▸ **YOUR OBJECTIVE**: Search the data for the word "stadium" and copy every line where it occurs.

** Opening AVAILABLE RECORDS block **

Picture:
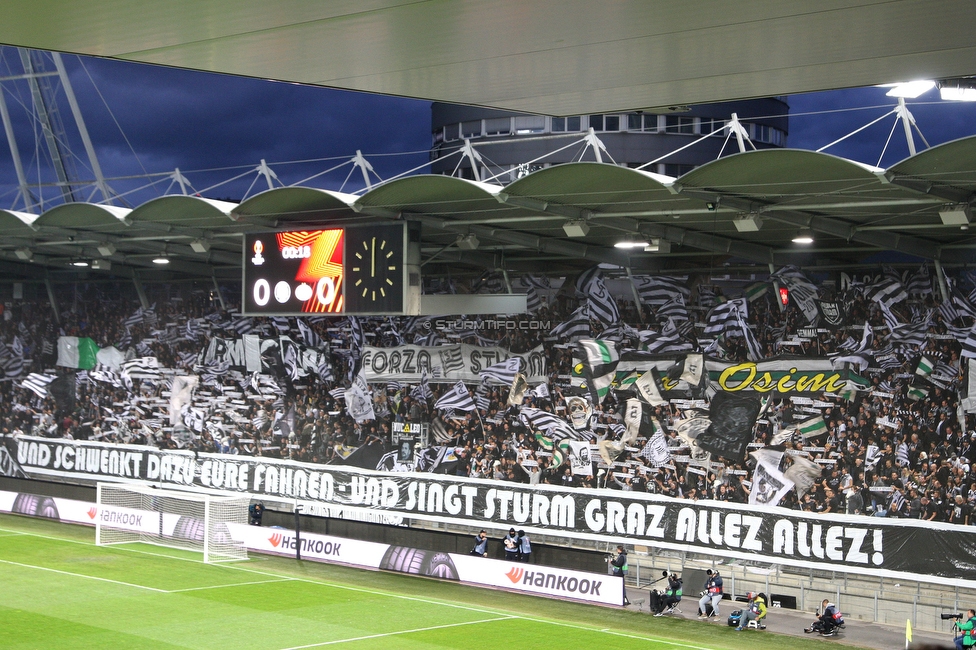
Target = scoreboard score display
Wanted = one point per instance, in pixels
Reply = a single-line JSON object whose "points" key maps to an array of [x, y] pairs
{"points": [[351, 270]]}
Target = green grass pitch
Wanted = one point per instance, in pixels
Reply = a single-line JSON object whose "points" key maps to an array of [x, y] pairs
{"points": [[59, 590]]}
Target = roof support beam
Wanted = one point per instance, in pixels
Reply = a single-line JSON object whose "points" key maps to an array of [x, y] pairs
{"points": [[545, 244]]}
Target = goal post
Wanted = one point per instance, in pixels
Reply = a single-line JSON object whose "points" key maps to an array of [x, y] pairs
{"points": [[185, 520]]}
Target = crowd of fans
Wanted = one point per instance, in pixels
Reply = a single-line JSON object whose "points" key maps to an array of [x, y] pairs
{"points": [[883, 453]]}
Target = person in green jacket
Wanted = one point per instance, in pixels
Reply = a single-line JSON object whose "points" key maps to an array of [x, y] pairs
{"points": [[966, 639], [754, 611]]}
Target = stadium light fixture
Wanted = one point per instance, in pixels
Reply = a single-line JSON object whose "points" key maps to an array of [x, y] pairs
{"points": [[632, 244], [956, 215], [803, 236], [200, 245], [468, 242], [748, 223], [106, 249], [909, 89], [576, 228], [957, 94]]}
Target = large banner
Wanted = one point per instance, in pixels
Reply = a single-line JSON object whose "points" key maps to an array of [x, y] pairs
{"points": [[898, 548], [512, 576], [446, 363]]}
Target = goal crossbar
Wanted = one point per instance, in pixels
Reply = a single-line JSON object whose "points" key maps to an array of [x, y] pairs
{"points": [[191, 521]]}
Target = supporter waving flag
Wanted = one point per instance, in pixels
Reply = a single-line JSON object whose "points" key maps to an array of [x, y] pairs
{"points": [[502, 372], [598, 366], [456, 398]]}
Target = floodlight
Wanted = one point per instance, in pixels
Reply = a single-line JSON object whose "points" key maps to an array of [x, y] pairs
{"points": [[576, 228], [957, 94], [748, 223], [106, 249], [468, 242], [911, 89], [803, 236], [631, 244]]}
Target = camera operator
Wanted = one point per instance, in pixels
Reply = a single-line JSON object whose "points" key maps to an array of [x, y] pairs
{"points": [[618, 566], [711, 596], [965, 638], [672, 595]]}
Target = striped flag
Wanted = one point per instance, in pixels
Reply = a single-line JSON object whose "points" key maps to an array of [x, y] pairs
{"points": [[756, 290], [38, 383], [140, 368], [802, 291], [599, 363], [423, 390], [920, 284], [887, 292], [577, 325], [601, 304], [551, 425], [660, 289], [969, 345], [724, 316], [456, 398], [502, 372]]}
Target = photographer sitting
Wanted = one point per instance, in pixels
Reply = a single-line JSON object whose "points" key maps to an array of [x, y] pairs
{"points": [[672, 595], [966, 638], [829, 621], [619, 567], [755, 611]]}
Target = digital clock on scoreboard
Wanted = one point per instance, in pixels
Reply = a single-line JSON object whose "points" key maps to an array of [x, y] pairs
{"points": [[353, 270]]}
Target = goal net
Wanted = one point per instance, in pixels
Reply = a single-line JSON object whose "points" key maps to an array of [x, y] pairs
{"points": [[185, 520]]}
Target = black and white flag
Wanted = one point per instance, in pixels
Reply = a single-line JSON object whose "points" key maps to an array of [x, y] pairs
{"points": [[550, 424], [887, 292], [502, 372], [456, 398], [601, 304], [38, 383]]}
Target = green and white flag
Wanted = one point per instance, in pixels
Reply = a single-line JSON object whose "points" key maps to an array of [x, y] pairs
{"points": [[916, 393], [598, 366], [74, 352], [813, 427], [925, 366]]}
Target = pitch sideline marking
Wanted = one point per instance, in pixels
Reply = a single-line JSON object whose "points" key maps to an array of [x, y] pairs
{"points": [[379, 593], [81, 575], [236, 584], [477, 609], [385, 634]]}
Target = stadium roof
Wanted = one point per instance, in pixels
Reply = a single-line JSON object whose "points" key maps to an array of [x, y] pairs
{"points": [[918, 207], [567, 58]]}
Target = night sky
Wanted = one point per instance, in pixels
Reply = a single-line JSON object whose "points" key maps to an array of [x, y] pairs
{"points": [[202, 121]]}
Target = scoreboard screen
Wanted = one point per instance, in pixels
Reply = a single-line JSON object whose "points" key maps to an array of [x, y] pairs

** Closing AVAILABLE RECORDS block **

▸ **RESULT OF THIS EXERCISE**:
Target = stadium light fixture
Target = stadium roof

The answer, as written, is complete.